--- Your instructions ---
Please copy out the listing between the lines holding "apartment tower in" and "[0,24,500,331]", both included. Leave the pictures out of your answer.

--- Provided records ---

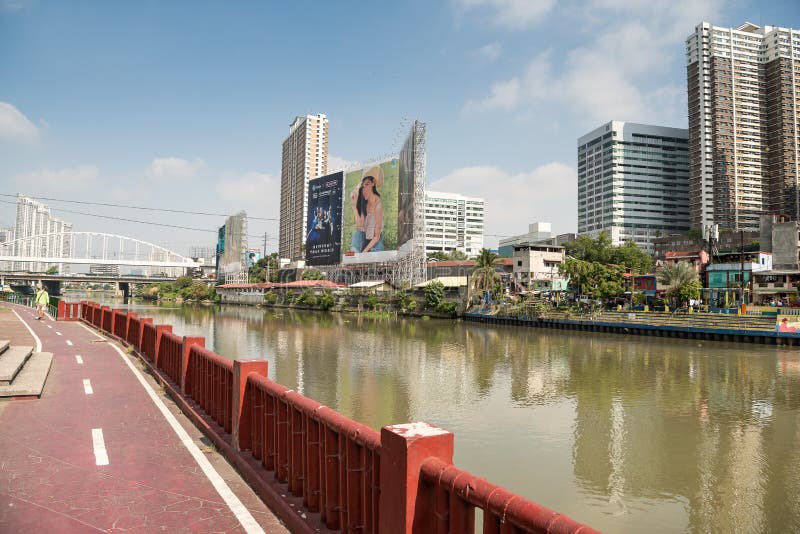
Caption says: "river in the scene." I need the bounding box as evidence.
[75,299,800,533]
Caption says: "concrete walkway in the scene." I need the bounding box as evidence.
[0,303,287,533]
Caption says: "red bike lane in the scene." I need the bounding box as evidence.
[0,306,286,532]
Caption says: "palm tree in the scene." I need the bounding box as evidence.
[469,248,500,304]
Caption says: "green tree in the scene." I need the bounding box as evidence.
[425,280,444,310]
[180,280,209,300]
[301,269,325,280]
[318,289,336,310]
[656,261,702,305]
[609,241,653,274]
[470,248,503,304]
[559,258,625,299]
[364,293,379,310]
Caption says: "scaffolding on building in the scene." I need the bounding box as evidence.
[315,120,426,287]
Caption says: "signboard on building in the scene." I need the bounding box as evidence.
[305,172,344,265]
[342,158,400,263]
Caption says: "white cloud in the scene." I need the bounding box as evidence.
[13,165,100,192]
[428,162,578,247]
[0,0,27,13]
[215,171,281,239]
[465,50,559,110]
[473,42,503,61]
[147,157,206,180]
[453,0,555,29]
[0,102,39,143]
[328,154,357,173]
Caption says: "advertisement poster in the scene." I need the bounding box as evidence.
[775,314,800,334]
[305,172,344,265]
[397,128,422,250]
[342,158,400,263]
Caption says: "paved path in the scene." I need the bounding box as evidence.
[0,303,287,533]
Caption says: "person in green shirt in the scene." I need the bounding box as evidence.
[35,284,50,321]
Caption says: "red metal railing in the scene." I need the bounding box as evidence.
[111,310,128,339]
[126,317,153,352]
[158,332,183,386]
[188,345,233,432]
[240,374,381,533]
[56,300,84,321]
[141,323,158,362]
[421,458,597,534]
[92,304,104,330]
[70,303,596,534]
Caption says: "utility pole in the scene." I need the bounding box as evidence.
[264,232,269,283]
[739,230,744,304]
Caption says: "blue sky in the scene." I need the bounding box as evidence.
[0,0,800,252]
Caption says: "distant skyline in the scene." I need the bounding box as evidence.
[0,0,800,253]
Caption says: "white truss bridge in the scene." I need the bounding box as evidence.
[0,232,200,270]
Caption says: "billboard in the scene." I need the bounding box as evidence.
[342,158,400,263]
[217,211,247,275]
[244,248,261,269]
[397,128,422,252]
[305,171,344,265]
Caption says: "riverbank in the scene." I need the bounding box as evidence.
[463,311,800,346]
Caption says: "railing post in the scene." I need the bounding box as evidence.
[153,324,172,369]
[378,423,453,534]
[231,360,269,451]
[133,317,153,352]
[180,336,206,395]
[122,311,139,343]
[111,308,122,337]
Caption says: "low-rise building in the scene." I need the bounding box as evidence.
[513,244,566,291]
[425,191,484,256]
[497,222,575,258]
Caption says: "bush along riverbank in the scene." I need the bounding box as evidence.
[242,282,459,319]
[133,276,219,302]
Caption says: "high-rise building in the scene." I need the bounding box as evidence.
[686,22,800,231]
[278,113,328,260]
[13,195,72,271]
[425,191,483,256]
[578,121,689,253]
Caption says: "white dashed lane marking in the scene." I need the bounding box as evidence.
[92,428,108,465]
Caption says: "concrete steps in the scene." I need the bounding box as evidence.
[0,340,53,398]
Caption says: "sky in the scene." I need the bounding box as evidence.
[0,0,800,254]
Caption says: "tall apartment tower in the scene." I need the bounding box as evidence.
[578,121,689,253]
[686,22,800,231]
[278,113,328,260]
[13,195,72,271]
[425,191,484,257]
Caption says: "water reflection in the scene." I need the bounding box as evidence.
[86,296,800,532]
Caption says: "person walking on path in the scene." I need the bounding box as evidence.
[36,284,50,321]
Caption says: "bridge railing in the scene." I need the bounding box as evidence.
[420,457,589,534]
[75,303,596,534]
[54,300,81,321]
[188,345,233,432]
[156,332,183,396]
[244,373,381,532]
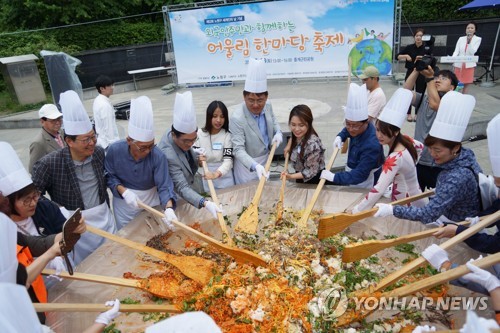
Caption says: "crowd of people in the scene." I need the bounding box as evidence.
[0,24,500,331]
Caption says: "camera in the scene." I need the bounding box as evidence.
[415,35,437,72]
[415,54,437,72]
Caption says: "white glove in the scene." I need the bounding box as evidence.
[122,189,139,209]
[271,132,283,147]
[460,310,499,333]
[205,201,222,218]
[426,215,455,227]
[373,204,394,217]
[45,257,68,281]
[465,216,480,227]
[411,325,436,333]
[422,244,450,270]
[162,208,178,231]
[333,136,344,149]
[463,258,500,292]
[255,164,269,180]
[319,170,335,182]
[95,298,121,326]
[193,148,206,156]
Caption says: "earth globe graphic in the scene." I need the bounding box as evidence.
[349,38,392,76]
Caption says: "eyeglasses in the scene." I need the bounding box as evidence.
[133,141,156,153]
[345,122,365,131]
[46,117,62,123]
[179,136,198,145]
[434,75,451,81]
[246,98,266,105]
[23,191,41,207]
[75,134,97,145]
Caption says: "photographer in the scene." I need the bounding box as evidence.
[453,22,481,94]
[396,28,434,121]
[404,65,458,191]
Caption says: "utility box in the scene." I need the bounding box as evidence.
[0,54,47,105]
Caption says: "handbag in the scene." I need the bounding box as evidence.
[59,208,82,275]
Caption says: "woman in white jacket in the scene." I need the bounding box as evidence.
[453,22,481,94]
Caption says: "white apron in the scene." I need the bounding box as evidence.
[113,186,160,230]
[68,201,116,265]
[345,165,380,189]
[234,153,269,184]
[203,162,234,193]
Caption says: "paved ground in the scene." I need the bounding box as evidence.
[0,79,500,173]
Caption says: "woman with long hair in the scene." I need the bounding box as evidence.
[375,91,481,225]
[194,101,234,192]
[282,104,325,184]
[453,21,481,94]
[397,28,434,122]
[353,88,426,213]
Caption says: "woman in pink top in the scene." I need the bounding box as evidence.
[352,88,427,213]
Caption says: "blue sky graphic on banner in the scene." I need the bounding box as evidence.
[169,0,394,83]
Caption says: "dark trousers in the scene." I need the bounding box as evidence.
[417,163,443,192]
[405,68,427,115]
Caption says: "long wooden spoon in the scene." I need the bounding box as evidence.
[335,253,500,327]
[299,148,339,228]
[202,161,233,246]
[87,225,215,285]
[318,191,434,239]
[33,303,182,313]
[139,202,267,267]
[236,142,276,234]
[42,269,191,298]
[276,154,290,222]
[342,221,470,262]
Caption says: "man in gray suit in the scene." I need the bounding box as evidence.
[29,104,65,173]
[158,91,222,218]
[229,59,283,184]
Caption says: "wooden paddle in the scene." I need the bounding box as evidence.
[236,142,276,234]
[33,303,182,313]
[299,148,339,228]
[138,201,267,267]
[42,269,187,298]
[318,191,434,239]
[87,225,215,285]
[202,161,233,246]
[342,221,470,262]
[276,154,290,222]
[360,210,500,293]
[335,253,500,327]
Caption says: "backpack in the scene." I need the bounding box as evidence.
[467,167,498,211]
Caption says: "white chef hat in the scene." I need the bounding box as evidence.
---
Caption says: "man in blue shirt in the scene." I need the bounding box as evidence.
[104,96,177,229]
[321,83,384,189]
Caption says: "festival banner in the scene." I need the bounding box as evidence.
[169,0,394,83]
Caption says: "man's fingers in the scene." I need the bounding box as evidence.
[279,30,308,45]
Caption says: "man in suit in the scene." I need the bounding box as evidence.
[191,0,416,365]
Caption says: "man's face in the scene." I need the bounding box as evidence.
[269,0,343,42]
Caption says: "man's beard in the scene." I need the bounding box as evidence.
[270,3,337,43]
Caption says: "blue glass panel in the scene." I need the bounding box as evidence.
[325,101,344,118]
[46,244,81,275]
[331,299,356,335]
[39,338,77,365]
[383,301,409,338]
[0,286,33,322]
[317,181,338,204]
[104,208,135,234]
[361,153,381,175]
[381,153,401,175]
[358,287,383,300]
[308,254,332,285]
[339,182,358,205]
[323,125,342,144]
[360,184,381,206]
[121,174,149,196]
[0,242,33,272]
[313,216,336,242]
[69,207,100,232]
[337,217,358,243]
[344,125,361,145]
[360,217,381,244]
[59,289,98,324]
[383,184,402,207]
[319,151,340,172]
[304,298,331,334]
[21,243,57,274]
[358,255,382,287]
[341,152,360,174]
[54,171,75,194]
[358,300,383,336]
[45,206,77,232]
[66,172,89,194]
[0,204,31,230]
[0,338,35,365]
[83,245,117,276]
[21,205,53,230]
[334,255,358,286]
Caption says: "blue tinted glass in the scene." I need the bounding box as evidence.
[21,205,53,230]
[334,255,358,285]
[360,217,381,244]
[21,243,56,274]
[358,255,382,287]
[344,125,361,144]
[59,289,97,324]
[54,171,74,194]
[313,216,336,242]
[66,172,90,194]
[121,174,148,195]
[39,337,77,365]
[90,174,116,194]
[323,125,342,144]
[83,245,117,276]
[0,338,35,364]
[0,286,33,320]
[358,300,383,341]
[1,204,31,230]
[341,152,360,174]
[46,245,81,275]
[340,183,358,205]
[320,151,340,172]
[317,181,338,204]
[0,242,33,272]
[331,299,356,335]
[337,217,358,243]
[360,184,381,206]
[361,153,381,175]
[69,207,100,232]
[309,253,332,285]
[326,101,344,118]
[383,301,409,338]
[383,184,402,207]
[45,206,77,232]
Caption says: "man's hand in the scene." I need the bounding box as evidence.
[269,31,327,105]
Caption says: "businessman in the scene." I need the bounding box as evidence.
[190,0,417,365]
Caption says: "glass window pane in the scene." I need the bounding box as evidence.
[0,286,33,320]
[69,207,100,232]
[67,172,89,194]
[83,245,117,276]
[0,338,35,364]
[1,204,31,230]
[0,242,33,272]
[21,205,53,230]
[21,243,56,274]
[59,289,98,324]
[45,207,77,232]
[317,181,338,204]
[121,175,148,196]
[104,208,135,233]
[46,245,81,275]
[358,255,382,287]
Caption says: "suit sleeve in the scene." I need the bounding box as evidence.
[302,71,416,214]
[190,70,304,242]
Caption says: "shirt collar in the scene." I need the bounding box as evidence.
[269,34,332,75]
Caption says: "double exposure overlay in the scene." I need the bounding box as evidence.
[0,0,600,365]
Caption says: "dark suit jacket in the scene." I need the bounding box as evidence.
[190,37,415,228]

--- Result for this exercise ---
Caption says: "tall apartment tower in the scene." I need the bounding box as evidence.
[578,121,689,253]
[686,22,800,231]
[278,113,328,260]
[13,195,72,271]
[425,191,484,257]
Caption says: "water reflection in the scene." I need the bounding box as evidence.
[86,296,800,532]
Caption says: "person walking on path in the scene." I need the bounding box as evidence.
[36,284,50,321]
Caption says: "bridge railing in the scene." I need the bounding box as evidence.
[420,457,589,534]
[75,303,596,534]
[54,300,81,321]
[188,345,233,432]
[156,332,183,396]
[244,373,381,532]
Caption says: "crowd of people in the scene." I need the bounding box as evidence.
[0,24,500,331]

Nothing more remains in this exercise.